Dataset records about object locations
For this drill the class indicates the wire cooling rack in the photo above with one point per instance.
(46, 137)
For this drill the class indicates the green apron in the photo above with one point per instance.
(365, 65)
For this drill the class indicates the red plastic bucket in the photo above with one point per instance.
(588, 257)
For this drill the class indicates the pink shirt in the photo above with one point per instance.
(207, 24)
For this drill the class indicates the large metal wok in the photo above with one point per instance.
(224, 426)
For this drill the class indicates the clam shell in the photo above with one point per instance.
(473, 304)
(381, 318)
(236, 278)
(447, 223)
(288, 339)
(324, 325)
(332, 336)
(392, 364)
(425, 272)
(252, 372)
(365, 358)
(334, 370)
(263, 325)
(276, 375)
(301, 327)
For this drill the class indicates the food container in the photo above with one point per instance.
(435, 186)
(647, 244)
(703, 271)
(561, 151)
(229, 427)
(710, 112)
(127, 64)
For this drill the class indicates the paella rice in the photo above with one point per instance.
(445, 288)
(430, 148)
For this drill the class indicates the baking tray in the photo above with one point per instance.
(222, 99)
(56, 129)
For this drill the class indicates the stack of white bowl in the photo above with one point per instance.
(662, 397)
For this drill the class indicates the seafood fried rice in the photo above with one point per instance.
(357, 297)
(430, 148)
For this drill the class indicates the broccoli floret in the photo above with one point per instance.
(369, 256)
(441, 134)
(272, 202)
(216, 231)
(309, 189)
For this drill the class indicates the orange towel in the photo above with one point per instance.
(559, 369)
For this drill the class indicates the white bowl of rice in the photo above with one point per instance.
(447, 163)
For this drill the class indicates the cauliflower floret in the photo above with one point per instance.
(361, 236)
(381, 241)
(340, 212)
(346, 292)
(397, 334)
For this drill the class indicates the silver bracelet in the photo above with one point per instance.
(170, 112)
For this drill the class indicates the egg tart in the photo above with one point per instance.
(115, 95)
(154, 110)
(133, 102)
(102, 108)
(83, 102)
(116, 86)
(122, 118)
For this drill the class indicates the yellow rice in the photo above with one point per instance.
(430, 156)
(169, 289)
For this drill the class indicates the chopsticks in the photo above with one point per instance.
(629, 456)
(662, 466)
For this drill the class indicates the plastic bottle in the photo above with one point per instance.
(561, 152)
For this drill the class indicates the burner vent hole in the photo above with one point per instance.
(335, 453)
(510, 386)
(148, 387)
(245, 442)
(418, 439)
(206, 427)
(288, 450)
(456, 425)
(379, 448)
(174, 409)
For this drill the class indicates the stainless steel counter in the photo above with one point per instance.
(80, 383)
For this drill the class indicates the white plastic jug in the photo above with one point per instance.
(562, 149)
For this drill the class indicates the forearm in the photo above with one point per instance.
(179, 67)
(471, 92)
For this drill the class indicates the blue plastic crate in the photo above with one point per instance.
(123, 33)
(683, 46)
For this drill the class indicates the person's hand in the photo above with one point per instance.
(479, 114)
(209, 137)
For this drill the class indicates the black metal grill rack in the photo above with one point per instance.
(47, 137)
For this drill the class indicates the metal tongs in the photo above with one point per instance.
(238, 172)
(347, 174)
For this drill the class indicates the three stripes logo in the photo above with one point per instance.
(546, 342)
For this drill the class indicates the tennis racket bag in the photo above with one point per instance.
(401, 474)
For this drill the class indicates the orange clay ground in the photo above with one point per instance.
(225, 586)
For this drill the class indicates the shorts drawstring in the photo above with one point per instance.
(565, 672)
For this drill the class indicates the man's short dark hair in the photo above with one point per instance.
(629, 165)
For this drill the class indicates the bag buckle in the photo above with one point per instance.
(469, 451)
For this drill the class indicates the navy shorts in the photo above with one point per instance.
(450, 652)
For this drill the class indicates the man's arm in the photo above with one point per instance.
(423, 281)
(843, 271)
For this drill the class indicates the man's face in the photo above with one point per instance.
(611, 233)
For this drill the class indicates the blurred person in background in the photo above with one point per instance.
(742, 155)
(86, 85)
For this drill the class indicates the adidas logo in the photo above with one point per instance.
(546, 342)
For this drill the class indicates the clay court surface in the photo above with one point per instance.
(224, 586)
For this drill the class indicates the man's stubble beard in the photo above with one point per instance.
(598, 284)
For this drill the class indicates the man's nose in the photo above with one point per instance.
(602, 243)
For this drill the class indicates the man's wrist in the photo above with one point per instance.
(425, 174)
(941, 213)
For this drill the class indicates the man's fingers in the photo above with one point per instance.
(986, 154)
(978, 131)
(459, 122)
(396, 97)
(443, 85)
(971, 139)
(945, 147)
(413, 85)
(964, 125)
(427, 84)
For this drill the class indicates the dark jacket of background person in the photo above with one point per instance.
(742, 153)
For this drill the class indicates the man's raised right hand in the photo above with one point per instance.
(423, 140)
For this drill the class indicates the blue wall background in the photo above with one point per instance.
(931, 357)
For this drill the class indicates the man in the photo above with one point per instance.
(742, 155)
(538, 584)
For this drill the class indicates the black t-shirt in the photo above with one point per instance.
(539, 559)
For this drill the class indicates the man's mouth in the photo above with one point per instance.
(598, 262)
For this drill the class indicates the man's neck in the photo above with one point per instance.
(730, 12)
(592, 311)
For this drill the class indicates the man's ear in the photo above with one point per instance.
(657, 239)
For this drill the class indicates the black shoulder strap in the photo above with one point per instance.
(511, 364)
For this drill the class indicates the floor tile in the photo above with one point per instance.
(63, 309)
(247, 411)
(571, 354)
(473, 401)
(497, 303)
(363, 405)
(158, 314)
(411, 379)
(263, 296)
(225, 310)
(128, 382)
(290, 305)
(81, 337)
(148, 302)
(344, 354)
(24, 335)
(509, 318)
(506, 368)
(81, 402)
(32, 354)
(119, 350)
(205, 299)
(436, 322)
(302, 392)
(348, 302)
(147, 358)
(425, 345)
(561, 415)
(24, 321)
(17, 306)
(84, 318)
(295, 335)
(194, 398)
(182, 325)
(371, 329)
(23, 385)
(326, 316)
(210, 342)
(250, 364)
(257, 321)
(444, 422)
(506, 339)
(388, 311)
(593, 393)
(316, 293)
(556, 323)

• [Task objective]: Exactly repeat the lines from the line that contains "For this drill the class indicates the man in" to the end of the entries, both included, and leave out all other lines.

• [Worked answer]:
For this drill the class indicates the man in the photo above with one point per instance.
(742, 155)
(538, 584)
For this drill the class indicates the black t-shirt in the photo above with one point per instance.
(539, 559)
For this drill the class indicates the man's mouth in the photo above with one point per instance.
(598, 262)
For this drill the class indicates the man's neck in the photo above with one point per instance.
(730, 12)
(592, 311)
For this drill the class indicates the man's ear in the photo above with one point per instance.
(657, 239)
For this drill the class indicates the black shoulder strap in the photo above with one point per instance.
(511, 364)
For this drill the class indicates the floor tile in the photo above with one point per instance.
(63, 309)
(247, 411)
(571, 354)
(473, 401)
(497, 303)
(363, 405)
(158, 314)
(411, 379)
(263, 296)
(225, 310)
(128, 382)
(290, 305)
(81, 337)
(148, 302)
(344, 354)
(24, 335)
(509, 318)
(506, 368)
(81, 402)
(32, 354)
(119, 350)
(205, 299)
(436, 322)
(302, 392)
(348, 302)
(147, 358)
(425, 345)
(561, 415)
(24, 321)
(17, 306)
(84, 318)
(295, 335)
(194, 398)
(182, 325)
(371, 329)
(23, 385)
(326, 316)
(210, 342)
(250, 364)
(257, 321)
(444, 422)
(506, 339)
(388, 311)
(593, 393)
(316, 293)
(556, 323)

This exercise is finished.